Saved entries
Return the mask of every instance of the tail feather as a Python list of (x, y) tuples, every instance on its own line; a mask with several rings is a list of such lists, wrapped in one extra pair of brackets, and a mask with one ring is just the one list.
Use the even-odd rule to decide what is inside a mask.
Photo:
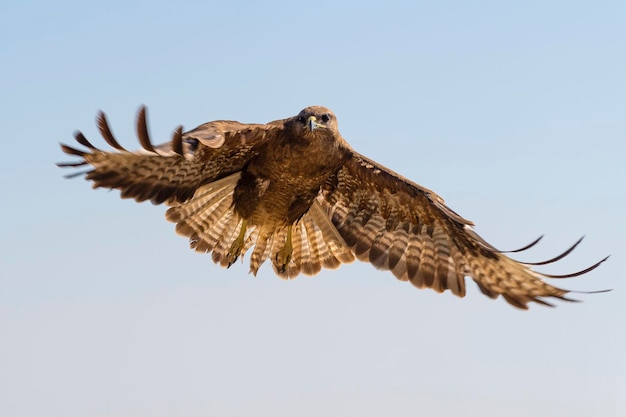
[(257, 272), (263, 262), (267, 260), (270, 255), (270, 249), (272, 247), (270, 239), (272, 239), (270, 233), (263, 227), (259, 228), (256, 233), (256, 240), (254, 244), (254, 250), (250, 256), (250, 272), (256, 276)]
[[(300, 274), (302, 270), (302, 262), (305, 262), (305, 252), (308, 252), (308, 243), (304, 242), (306, 239), (306, 233), (303, 233), (304, 225), (302, 222), (296, 223), (291, 231), (291, 261), (287, 265), (288, 278), (295, 278)], [(304, 248), (307, 249), (304, 249)]]
[(306, 236), (304, 239), (307, 243), (302, 250), (302, 273), (312, 276), (321, 271), (320, 259), (324, 259), (328, 255), (324, 251), (326, 245), (321, 234), (316, 233), (315, 222), (308, 216), (302, 220), (303, 235)]
[[(287, 228), (283, 227), (274, 232), (272, 238), (270, 240), (270, 256), (272, 257), (272, 268), (274, 268), (274, 272), (282, 279), (289, 279), (289, 265), (285, 268), (284, 271), (281, 271), (276, 264), (274, 263), (274, 259), (278, 252), (285, 246), (285, 242), (287, 241)], [(292, 242), (293, 243), (293, 242)], [(290, 264), (293, 263), (293, 257), (290, 261)]]
[(215, 229), (215, 234), (212, 237), (216, 238), (217, 241), (213, 247), (211, 257), (213, 262), (219, 264), (221, 267), (226, 268), (230, 266), (227, 255), (231, 245), (235, 239), (237, 239), (237, 236), (239, 236), (241, 222), (241, 218), (235, 214), (233, 210), (230, 210), (224, 216), (219, 229)]
[[(239, 178), (240, 173), (236, 173), (203, 185), (193, 198), (166, 213), (169, 221), (177, 223), (178, 234), (190, 238), (192, 249), (211, 253), (212, 260), (223, 267), (232, 262), (229, 251), (241, 231), (242, 219), (232, 200)], [(273, 224), (247, 227), (241, 255), (252, 249), (250, 271), (254, 275), (268, 258), (275, 260), (285, 246), (287, 230), (286, 226)], [(317, 201), (291, 230), (291, 259), (284, 270), (273, 265), (281, 278), (295, 278), (300, 273), (315, 275), (322, 267), (337, 268), (354, 261), (352, 251)]]

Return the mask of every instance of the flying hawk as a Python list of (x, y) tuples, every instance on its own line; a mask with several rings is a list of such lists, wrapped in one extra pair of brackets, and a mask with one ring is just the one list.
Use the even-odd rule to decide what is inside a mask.
[(97, 123), (115, 151), (100, 150), (77, 132), (87, 149), (61, 144), (81, 159), (58, 165), (91, 169), (68, 177), (86, 174), (94, 188), (171, 206), (166, 218), (176, 231), (223, 267), (249, 249), (253, 274), (269, 258), (281, 278), (315, 275), (357, 258), (418, 288), (460, 297), (469, 276), (485, 295), (527, 309), (530, 301), (551, 305), (550, 297), (573, 301), (544, 278), (581, 275), (606, 260), (567, 275), (531, 269), (558, 261), (580, 241), (545, 262), (511, 259), (437, 194), (354, 151), (325, 107), (267, 124), (218, 120), (185, 133), (179, 127), (159, 146), (150, 140), (142, 107), (137, 152), (118, 143), (104, 113)]

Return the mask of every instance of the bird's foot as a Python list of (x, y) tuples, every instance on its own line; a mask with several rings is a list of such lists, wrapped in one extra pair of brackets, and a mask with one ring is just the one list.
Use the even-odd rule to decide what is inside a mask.
[(237, 235), (237, 238), (232, 243), (232, 245), (230, 245), (230, 249), (228, 249), (228, 252), (226, 253), (226, 261), (228, 263), (228, 267), (234, 264), (237, 258), (239, 258), (239, 255), (241, 255), (241, 253), (243, 252), (243, 244), (244, 244), (244, 238), (246, 236), (246, 228), (247, 228), (247, 222), (244, 219), (241, 222), (241, 229), (239, 229), (239, 234)]
[(287, 240), (281, 250), (278, 251), (274, 258), (274, 266), (279, 273), (283, 273), (287, 270), (287, 265), (291, 261), (291, 254), (293, 253), (293, 246), (291, 244), (291, 226), (287, 227)]

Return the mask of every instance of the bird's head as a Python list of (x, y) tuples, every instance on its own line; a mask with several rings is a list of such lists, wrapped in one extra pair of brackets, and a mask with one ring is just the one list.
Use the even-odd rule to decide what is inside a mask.
[(328, 108), (323, 106), (310, 106), (303, 109), (294, 118), (294, 128), (304, 136), (336, 136), (337, 118)]

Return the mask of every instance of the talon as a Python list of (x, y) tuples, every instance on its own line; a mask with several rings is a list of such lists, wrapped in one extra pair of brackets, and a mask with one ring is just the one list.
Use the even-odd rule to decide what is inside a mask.
[(274, 265), (279, 272), (285, 272), (287, 265), (289, 265), (289, 261), (291, 261), (292, 253), (293, 246), (291, 244), (291, 225), (289, 225), (287, 226), (287, 240), (285, 241), (285, 245), (278, 251), (274, 260)]
[(234, 240), (233, 244), (230, 245), (228, 253), (226, 253), (226, 262), (228, 263), (227, 268), (230, 268), (230, 266), (235, 263), (235, 261), (237, 260), (237, 258), (239, 258), (239, 255), (241, 255), (241, 252), (243, 251), (243, 239), (246, 236), (247, 225), (248, 224), (245, 219), (241, 221), (241, 229), (239, 229), (239, 234), (237, 235), (237, 238)]

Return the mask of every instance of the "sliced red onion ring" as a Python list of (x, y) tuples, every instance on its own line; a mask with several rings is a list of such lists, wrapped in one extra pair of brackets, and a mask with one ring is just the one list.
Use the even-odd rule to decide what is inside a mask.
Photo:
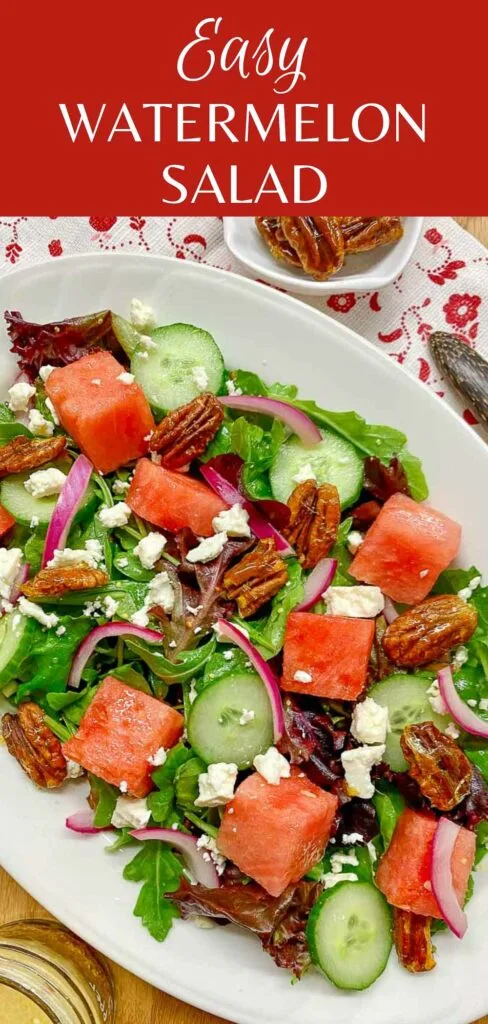
[(92, 629), (91, 633), (82, 641), (73, 658), (68, 678), (68, 688), (70, 690), (78, 690), (81, 673), (88, 658), (93, 654), (100, 640), (106, 640), (107, 637), (111, 636), (138, 636), (140, 640), (145, 640), (148, 644), (159, 644), (163, 639), (162, 633), (157, 633), (155, 629), (134, 626), (131, 622), (107, 622), (105, 626), (95, 626), (95, 629)]
[(172, 828), (137, 828), (130, 833), (134, 839), (144, 841), (145, 839), (156, 839), (161, 843), (168, 843), (184, 857), (186, 865), (196, 882), (205, 885), (207, 889), (218, 889), (219, 876), (212, 860), (206, 860), (204, 851), (199, 850), (195, 836), (185, 835)]
[(277, 398), (265, 398), (263, 395), (229, 395), (219, 399), (222, 405), (231, 409), (242, 409), (243, 412), (258, 412), (264, 416), (275, 416), (282, 420), (296, 434), (303, 444), (318, 444), (322, 434), (310, 416), (295, 409), (289, 402), (281, 402)]
[(73, 519), (90, 483), (93, 466), (85, 455), (79, 455), (59, 492), (51, 522), (47, 528), (42, 555), (42, 568), (54, 558), (56, 548), (64, 548)]
[(452, 678), (452, 669), (449, 665), (446, 668), (441, 668), (440, 672), (437, 673), (437, 679), (441, 696), (454, 721), (465, 732), (469, 732), (473, 736), (483, 736), (483, 739), (488, 740), (488, 722), (485, 722), (479, 715), (475, 714), (459, 696), (454, 685), (454, 679)]
[(285, 731), (285, 718), (283, 715), (280, 686), (274, 672), (238, 626), (227, 622), (227, 619), (218, 619), (215, 624), (215, 631), (218, 640), (229, 640), (236, 647), (240, 647), (241, 651), (249, 658), (251, 664), (254, 665), (258, 675), (261, 676), (271, 703), (273, 735), (276, 743), (281, 739)]
[(23, 586), (25, 581), (29, 579), (29, 573), (30, 573), (29, 562), (24, 562), (24, 564), (21, 565), (21, 567), (20, 567), (20, 569), (19, 569), (19, 571), (17, 573), (17, 576), (15, 577), (14, 584), (13, 584), (13, 587), (12, 587), (12, 590), (11, 590), (11, 593), (10, 593), (10, 601), (11, 601), (12, 604), (15, 604), (15, 602), (18, 601), (18, 599), (20, 597), (20, 594), (21, 594), (21, 589), (20, 588)]
[(447, 927), (462, 939), (468, 919), (454, 889), (452, 878), (452, 855), (459, 835), (459, 825), (449, 818), (441, 818), (432, 843), (432, 892), (439, 904)]
[(308, 608), (313, 608), (314, 604), (320, 601), (322, 594), (330, 587), (336, 569), (336, 558), (321, 558), (320, 562), (317, 562), (315, 568), (312, 569), (305, 583), (303, 598), (300, 604), (297, 604), (293, 611), (306, 612)]
[(111, 826), (97, 828), (93, 824), (93, 811), (76, 811), (75, 814), (70, 814), (69, 818), (66, 818), (66, 828), (71, 829), (72, 832), (79, 832), (83, 836), (95, 836), (98, 832), (104, 832)]
[(281, 555), (294, 554), (293, 548), (290, 547), (288, 541), (285, 540), (276, 527), (268, 522), (261, 512), (233, 484), (225, 479), (225, 476), (222, 476), (211, 466), (200, 466), (200, 472), (209, 487), (222, 498), (222, 501), (226, 501), (228, 505), (242, 505), (245, 508), (249, 516), (249, 526), (259, 540), (264, 540), (265, 537), (273, 537), (276, 550)]
[(390, 625), (390, 623), (394, 622), (395, 619), (398, 618), (398, 612), (395, 608), (395, 605), (393, 604), (391, 597), (387, 597), (386, 594), (383, 594), (383, 597), (385, 599), (383, 615), (385, 616), (388, 625)]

Work task: Working from the records above, find how many lines contain the string "bird" and answer with the bare number.

Exercise result: 2